Information shown below:

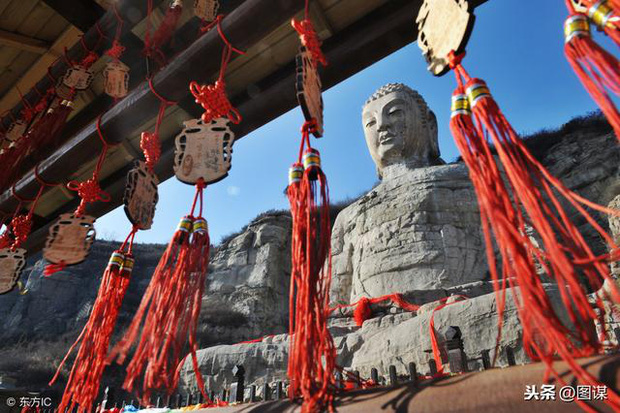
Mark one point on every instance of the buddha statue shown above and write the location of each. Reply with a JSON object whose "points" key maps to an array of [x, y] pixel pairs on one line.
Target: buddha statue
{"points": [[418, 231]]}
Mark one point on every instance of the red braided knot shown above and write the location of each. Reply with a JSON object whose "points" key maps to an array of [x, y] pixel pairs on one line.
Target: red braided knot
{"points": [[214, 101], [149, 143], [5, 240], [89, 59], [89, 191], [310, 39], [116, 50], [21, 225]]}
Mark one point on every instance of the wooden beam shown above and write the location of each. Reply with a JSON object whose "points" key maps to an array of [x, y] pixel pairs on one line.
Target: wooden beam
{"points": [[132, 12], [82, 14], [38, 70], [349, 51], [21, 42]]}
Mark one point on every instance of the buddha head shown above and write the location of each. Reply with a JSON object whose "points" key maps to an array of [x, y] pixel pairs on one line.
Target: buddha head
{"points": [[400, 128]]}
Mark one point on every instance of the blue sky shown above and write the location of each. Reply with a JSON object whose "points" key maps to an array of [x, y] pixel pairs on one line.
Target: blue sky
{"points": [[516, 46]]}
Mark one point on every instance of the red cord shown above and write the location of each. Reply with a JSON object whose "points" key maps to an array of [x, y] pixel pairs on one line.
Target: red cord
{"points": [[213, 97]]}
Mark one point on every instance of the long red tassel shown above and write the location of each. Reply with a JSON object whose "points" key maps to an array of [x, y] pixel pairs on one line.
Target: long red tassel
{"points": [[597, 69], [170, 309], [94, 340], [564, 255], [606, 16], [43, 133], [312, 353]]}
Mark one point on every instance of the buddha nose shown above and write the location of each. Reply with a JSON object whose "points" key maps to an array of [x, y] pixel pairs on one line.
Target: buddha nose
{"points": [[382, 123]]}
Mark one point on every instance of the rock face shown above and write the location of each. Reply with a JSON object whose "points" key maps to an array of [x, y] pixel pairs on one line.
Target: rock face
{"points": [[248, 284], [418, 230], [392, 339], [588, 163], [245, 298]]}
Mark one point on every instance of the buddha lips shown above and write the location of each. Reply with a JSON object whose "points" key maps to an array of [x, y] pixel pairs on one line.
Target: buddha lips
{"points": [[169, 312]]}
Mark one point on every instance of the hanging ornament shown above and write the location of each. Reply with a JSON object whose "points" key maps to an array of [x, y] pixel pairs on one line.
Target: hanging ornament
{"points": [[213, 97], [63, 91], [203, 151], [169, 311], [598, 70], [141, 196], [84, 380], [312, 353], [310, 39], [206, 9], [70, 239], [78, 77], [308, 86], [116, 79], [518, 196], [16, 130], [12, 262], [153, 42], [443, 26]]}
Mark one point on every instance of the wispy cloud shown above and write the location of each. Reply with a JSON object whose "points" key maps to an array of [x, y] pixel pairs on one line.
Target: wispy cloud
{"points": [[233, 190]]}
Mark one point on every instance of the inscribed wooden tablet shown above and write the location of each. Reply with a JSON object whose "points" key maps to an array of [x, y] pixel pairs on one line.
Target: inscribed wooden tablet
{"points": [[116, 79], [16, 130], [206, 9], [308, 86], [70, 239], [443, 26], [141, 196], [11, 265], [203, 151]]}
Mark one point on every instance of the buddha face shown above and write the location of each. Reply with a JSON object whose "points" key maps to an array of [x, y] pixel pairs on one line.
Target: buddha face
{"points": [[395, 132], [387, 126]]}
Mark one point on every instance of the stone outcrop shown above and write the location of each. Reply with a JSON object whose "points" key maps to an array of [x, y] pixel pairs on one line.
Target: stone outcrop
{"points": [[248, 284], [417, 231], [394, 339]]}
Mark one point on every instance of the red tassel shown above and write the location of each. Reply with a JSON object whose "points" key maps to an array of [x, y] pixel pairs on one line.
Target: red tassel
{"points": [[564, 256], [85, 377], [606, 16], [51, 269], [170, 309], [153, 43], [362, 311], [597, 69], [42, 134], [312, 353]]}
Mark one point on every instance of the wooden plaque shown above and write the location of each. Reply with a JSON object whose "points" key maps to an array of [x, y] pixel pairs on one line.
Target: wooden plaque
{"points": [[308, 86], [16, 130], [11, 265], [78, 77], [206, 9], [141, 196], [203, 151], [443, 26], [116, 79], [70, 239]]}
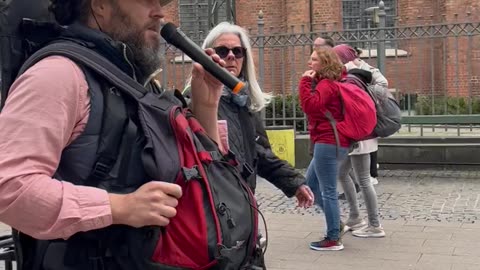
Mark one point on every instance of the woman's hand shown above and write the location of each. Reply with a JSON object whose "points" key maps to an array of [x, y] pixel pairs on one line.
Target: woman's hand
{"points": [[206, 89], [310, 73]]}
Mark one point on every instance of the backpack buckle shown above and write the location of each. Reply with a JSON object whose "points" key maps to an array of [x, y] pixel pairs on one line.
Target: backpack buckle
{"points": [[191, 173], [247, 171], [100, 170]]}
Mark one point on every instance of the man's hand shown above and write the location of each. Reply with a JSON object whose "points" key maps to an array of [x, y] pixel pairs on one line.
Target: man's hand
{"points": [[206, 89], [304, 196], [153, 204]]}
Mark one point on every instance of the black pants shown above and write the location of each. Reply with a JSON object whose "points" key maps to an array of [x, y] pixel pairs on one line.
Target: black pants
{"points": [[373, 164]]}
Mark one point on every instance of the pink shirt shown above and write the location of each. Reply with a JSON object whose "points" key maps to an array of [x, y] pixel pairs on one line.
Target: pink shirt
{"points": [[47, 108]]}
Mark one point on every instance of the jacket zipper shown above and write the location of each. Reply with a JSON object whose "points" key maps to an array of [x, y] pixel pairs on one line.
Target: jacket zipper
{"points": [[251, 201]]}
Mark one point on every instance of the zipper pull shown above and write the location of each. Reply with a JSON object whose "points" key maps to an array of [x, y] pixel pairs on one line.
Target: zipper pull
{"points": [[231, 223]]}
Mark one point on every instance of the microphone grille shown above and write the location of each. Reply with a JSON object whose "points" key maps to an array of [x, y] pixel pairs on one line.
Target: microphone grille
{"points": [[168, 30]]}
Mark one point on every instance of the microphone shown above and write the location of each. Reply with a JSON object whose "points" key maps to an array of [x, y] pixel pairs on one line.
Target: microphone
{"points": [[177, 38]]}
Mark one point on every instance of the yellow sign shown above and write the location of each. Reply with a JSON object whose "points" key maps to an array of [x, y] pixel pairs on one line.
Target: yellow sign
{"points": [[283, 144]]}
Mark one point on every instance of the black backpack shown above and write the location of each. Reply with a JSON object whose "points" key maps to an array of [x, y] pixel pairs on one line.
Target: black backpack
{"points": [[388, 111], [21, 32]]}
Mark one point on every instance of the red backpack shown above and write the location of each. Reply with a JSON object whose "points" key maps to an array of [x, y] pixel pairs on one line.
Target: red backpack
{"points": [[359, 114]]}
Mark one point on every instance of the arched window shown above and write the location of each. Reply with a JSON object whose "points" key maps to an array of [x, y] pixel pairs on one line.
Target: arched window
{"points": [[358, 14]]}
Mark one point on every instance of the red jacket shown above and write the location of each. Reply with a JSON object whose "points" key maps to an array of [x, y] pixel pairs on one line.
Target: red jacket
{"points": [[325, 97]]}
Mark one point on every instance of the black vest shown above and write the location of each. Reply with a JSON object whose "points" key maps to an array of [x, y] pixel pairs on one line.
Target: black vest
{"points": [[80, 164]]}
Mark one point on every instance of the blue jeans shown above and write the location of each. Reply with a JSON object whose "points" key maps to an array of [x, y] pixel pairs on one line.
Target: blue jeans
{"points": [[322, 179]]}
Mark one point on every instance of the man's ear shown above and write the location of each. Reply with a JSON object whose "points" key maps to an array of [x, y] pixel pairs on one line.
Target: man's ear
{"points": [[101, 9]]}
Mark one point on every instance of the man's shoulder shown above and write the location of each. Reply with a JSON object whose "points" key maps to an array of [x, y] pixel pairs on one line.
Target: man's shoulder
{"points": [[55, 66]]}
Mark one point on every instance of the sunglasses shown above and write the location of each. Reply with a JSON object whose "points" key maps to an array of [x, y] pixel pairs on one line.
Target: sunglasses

End of Information shown.

▸ **Problem to solve**: List every line above containing the word "sunglasses".

▸ **Response to the task**:
Mark one point on every instance of the sunglasses shown above and write the location of each. Reply with a JSON object whose "points" key maps to an array of [x, y] pixel pairs on one line.
Target: sunglasses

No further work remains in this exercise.